[Items from a data source]
########

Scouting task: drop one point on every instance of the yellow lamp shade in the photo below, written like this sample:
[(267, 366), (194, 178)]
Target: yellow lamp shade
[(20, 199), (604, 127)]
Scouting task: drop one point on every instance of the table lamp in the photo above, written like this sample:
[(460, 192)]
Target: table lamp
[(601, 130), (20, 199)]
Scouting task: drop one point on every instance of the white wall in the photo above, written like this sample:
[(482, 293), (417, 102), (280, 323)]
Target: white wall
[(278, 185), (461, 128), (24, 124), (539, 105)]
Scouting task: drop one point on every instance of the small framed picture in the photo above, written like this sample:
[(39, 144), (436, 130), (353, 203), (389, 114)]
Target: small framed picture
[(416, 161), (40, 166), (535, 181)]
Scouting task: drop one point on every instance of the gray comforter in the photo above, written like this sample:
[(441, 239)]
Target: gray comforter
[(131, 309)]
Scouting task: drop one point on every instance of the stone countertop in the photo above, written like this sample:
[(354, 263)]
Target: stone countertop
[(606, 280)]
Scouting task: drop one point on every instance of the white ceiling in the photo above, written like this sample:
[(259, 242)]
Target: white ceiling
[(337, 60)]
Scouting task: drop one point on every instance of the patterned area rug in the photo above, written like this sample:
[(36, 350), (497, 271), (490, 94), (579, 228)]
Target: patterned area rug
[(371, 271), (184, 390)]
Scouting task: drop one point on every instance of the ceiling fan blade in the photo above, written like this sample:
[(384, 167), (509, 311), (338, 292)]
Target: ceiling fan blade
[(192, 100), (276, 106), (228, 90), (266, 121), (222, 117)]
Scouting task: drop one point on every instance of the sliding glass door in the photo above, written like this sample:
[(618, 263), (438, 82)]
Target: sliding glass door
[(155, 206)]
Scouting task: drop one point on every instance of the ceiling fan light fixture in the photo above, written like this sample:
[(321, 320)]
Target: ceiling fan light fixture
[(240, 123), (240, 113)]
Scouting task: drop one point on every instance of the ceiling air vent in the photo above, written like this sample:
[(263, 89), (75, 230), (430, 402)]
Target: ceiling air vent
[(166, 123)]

########

**ACTION ITEM:** Retype exactly the line with "[(321, 320)]" and each line after it until the records end, and include no other line.

**EXPECTED ANSWER:**
[(321, 320)]
Target: ceiling fan light fixture
[(240, 123), (240, 113)]
Scouting task: drop one point on every instance of the ceiling air vent in the photo above, written like this sample:
[(263, 89), (75, 230), (430, 402)]
Target: ceiling air vent
[(166, 123)]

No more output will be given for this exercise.